- [ACTION ITEM]: Every record below is to be restated verbatim, though its images are not.

- [Dataset entries]:
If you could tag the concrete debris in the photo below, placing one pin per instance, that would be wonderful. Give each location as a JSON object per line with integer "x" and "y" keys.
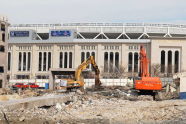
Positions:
{"x": 22, "y": 118}
{"x": 58, "y": 107}
{"x": 9, "y": 97}
{"x": 106, "y": 105}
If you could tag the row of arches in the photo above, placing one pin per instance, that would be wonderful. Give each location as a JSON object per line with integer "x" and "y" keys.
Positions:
{"x": 111, "y": 61}
{"x": 170, "y": 61}
{"x": 133, "y": 62}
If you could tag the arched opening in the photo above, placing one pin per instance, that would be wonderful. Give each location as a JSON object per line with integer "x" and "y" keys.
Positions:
{"x": 70, "y": 60}
{"x": 116, "y": 61}
{"x": 82, "y": 57}
{"x": 65, "y": 64}
{"x": 135, "y": 62}
{"x": 49, "y": 60}
{"x": 130, "y": 62}
{"x": 2, "y": 49}
{"x": 162, "y": 61}
{"x": 61, "y": 60}
{"x": 111, "y": 62}
{"x": 106, "y": 62}
{"x": 40, "y": 61}
{"x": 176, "y": 61}
{"x": 44, "y": 61}
{"x": 169, "y": 68}
{"x": 87, "y": 55}
{"x": 20, "y": 61}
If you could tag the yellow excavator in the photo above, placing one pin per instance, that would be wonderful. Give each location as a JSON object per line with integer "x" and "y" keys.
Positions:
{"x": 70, "y": 84}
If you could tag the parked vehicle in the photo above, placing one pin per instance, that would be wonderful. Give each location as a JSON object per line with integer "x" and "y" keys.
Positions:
{"x": 19, "y": 85}
{"x": 32, "y": 85}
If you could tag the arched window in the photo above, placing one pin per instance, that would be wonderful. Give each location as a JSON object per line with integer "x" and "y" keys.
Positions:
{"x": 49, "y": 60}
{"x": 44, "y": 61}
{"x": 106, "y": 62}
{"x": 176, "y": 61}
{"x": 40, "y": 61}
{"x": 162, "y": 61}
{"x": 70, "y": 60}
{"x": 2, "y": 49}
{"x": 111, "y": 62}
{"x": 66, "y": 56}
{"x": 135, "y": 62}
{"x": 82, "y": 57}
{"x": 130, "y": 62}
{"x": 169, "y": 62}
{"x": 29, "y": 61}
{"x": 61, "y": 60}
{"x": 20, "y": 61}
{"x": 116, "y": 61}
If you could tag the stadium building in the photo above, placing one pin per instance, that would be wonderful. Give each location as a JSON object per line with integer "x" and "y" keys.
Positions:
{"x": 37, "y": 49}
{"x": 3, "y": 49}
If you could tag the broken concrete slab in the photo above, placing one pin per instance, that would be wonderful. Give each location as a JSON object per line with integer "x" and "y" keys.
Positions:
{"x": 33, "y": 102}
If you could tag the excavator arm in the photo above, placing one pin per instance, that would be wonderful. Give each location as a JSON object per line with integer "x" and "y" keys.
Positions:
{"x": 84, "y": 65}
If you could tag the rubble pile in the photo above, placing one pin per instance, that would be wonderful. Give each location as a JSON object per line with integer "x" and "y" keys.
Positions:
{"x": 96, "y": 107}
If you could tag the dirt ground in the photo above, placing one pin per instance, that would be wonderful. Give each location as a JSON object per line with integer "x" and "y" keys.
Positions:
{"x": 101, "y": 107}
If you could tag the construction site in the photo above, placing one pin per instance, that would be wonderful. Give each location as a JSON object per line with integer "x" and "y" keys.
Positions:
{"x": 92, "y": 73}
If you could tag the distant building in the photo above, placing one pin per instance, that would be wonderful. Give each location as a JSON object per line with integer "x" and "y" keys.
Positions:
{"x": 3, "y": 50}
{"x": 35, "y": 49}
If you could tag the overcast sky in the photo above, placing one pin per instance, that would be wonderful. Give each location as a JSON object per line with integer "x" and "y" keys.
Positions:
{"x": 109, "y": 11}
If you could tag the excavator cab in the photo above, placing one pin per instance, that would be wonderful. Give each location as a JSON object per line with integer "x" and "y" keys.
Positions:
{"x": 145, "y": 81}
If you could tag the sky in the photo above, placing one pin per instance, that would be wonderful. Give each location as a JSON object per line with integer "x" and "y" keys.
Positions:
{"x": 94, "y": 11}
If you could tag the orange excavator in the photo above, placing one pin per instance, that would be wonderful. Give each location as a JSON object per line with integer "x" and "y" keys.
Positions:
{"x": 145, "y": 81}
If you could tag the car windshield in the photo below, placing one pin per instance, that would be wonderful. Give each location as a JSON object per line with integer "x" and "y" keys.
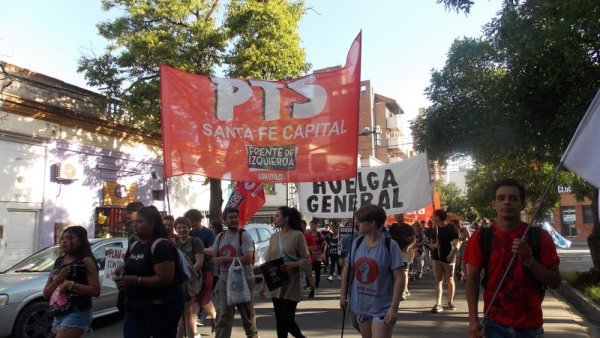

- [FINISHED EXERCISE]:
If you could tag the concrete debris in the photo below, placing one pin per instance, that would be wonderful. Give each location as a JSON object per line with integer "x" and "y" keys.
Positions:
{"x": 22, "y": 118}
{"x": 58, "y": 107}
{"x": 9, "y": 97}
{"x": 106, "y": 105}
If you could tag the row of arches in the photo above, placing one pin per instance, that would be wonderful. Give each location as a JSON object per line with integer "x" and "y" keys.
Positions:
{"x": 111, "y": 61}
{"x": 170, "y": 61}
{"x": 133, "y": 62}
If you could tag the arched opening in the photo above, placing one pin per instance, that would be wonderful. Give each location as a JSON object per line with integer "x" and "y" keys.
Positions:
{"x": 70, "y": 60}
{"x": 116, "y": 61}
{"x": 82, "y": 57}
{"x": 65, "y": 64}
{"x": 135, "y": 62}
{"x": 49, "y": 60}
{"x": 130, "y": 62}
{"x": 2, "y": 49}
{"x": 162, "y": 61}
{"x": 61, "y": 60}
{"x": 111, "y": 62}
{"x": 106, "y": 62}
{"x": 40, "y": 61}
{"x": 176, "y": 61}
{"x": 44, "y": 61}
{"x": 169, "y": 68}
{"x": 87, "y": 55}
{"x": 20, "y": 61}
If you could tag the yellow excavator in the photo above, placing one pin per instance, that would be wonderful. Give each location as a JSON object per line with integer "x" and "y" keys.
Positions:
{"x": 70, "y": 84}
If you could tag the parked vehicle in the photo above, placing one pin per instance, that would be wonderful. Give each location as a JSON object per line with integer "x" and "y" keys.
Positions:
{"x": 19, "y": 85}
{"x": 32, "y": 85}
If you could tag the arched window in the photo above, placing one pin per instance, that would be wonderful. Give each location as a JSON object per line with integer "x" and "y" keys.
Positions:
{"x": 49, "y": 60}
{"x": 44, "y": 61}
{"x": 106, "y": 62}
{"x": 176, "y": 61}
{"x": 40, "y": 61}
{"x": 162, "y": 61}
{"x": 70, "y": 60}
{"x": 2, "y": 49}
{"x": 111, "y": 62}
{"x": 66, "y": 56}
{"x": 135, "y": 62}
{"x": 82, "y": 57}
{"x": 130, "y": 62}
{"x": 169, "y": 62}
{"x": 29, "y": 61}
{"x": 61, "y": 60}
{"x": 20, "y": 61}
{"x": 116, "y": 61}
If you could tag the stadium building in the photo above, placing one pin per instance, that would be wonderful. Give each location as a JSON object per line with integer "x" and "y" keys.
Positions:
{"x": 37, "y": 49}
{"x": 3, "y": 49}
If you could tag the broken concrete slab in the photo above, placing one pin per instance, that would be wonderful. Give each location as a JSON object per line with integer "x" and "y" keys.
Positions:
{"x": 33, "y": 102}
If you could tag the excavator arm in the photo above, placing one pin per instance, that would be wonderful. Give each location as a JSON object per line with integer "x" and "y" keys.
Positions:
{"x": 84, "y": 65}
If you could tag the rubble pile in the photo above, placing one pin per instance, that would be wonderful. Give each location as a JSON object per line with integer "x" and "y" keys.
Positions:
{"x": 96, "y": 107}
If you could tag the dirt ground in the photo above, placing one pin per instance, that would be wonderful. Give each location as a JSON object per line with integer "x" and "y" keys.
Positions:
{"x": 101, "y": 107}
If you could tag the construction site in the photo above, placing one pin per instance, that would be wonderful. Give each location as a JSON object per line with integer "x" and "y" keys.
Positions:
{"x": 92, "y": 73}
If you could tag the distant building in the photo above, placing one pin per instance, that would be wonderful. Give each location as a JSON object per line with integer "x" and "y" keys.
Positions:
{"x": 3, "y": 50}
{"x": 35, "y": 49}
If you could tag the overcast sky in the photo above, placing one pin per instance, that would be wonderful. Give each location as a JSON object per line with integer "x" and "y" keys.
Positions:
{"x": 109, "y": 11}
If you could tag the excavator cab in the photo above, placing one pin per instance, that would be wonderful. Give each location as a JSON object per line with integer "x" and "y" keys.
Positions:
{"x": 145, "y": 81}
If you could tag the sky in the photo above, placing one pin per instance, that would be wonderful. Give each location as a JSON object per line with integer "x" and "y" keys.
Positions:
{"x": 94, "y": 11}
If you could tag the orange excavator in the photo above, placing one pin per instance, that would be wonderful. Give each location as a JSON object per line with integer "x" and "y" keys.
Positions:
{"x": 145, "y": 81}
If you could tag the car windshield in the photo below, placing one pin per instance, that would be wonderful. Give each location as a JSON object per line with integer "x" and "y" keys.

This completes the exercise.